» 課題 1
出典によれば、本件訂正発明1の比重はいくつか答えてください。
» 課題 2
出典の「次に本件訂正発明1と甲1B発明とを対比すると、両者は次の点で相違している。」から「クを半導体製造装置に使用することは何も示唆されていない。」までを、一字も変えずにすべて抜き出して返してください。

4-7-2.上記4-2.(i)(ii)の主張について
(あ)甲第1号証を主引用例とする対比・判断
(1)本件訂正発明1について
甲第1号証の(1)(a)には「Mg60ppm以下、アルカリ成分等が総量70ppm以下、比重3.93〜3.95である高周波低損失性のアルミナ磁器組成物。」という発明(以下、甲1B発明という)が記載されていると云える。
次に本件訂正発明1と甲1B発明とを対比すると、両者は次の点で相違している。
(イ)本件訂正発明1では、高純度アルミナセラミックスが半導体製造装置用高純度アルミナセラミックスであるのに対して、甲1B発明では高周波低損失性のアルミナ磁器組成物である点
(ロ)本件訂正発明1では、比重が3.99であるのに対して、甲1B発明では3.93〜3.95である点
(ハ)本件訂正発明1では、平均結晶粒径が35μm以下であるのに対して、甲1B発明ではその点が不明である点
そこで、特に相違点(イ)について検討すると、上記(1)(b)から甲第1号証のアルミナ磁器組成物とは通信機用のMIC基板、MICパッケージ、マイクロ波コンデンサ、高エネルギー粒子加速装置のマイクロ波透過窓を指すものであり、甲第1号証には半導体製造装置については何も示唆されていない。
次に甲第2〜8号証についても検討する。甲第2、3号証については下記(い)と4-7-3.で述べる。
甲第4号証には、透明体の多結晶アルミナを電気放電ランプに使用することについては記載されているが、該アルミナを半導体製造装置に使用することは何も示唆されていない。
次に甲第5号証には、高純度、高強度セラミックを切削工具、糸道、電子工業用基板類、ルツボ、熱電対用保護管に使用することは記載されているが、該セラミックを半導体製造装置に使用することは何も示唆されていない。

» 提供情報
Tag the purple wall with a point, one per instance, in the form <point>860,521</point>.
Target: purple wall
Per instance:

» 解答 1
3.99です。

» 解答 2
次に本件訂正発明1と甲1B発明とを対比すると、両者は次の点で相違している。
(イ)本件訂正発明1では、高純度アルミナセラミックスが半導体製造装置用高純度アルミナセラミックスであるのに対して、甲1B発明では高周波低損失性のアルミナ磁器組成物である点
(ロ)本件訂正発明1では、比重が3.99であるのに対して、甲1B発明では3.93〜3.95である点
(ハ)本件訂正発明1では、平均結晶粒径が35μm以下であるのに対して、甲1B発明ではその点が不明である点
そこで、特に相違点(イ)について検討すると、上記(1)(b)から甲第1号証のアルミナ磁器組成物とは通信機用のMIC基板、MICパッケージ、マイクロ波コンデンサ、高エネルギー粒子加速装置のマイクロ波透過窓を指すものであり、甲第1号証には半導体製造装置については何も示唆されていない。
次に甲第2〜8号証についても検討する。甲第2、3号証については下記(い)と4-7-3.で述べる。
甲第4号証には、透明体の多結晶アルミナを電気放電ランプに使用することについては記載されているが、該アルミナを半導体製造装置に使用することは何も示唆されていない。
次に甲第5号証には、高純度、高強度セラミックを切削工具、糸道、電子工業用基板類、ルツボ、熱電対用保護管に使用することは記載されているが、該セラミックを半導体製造装置に使用することは何も示唆されていない。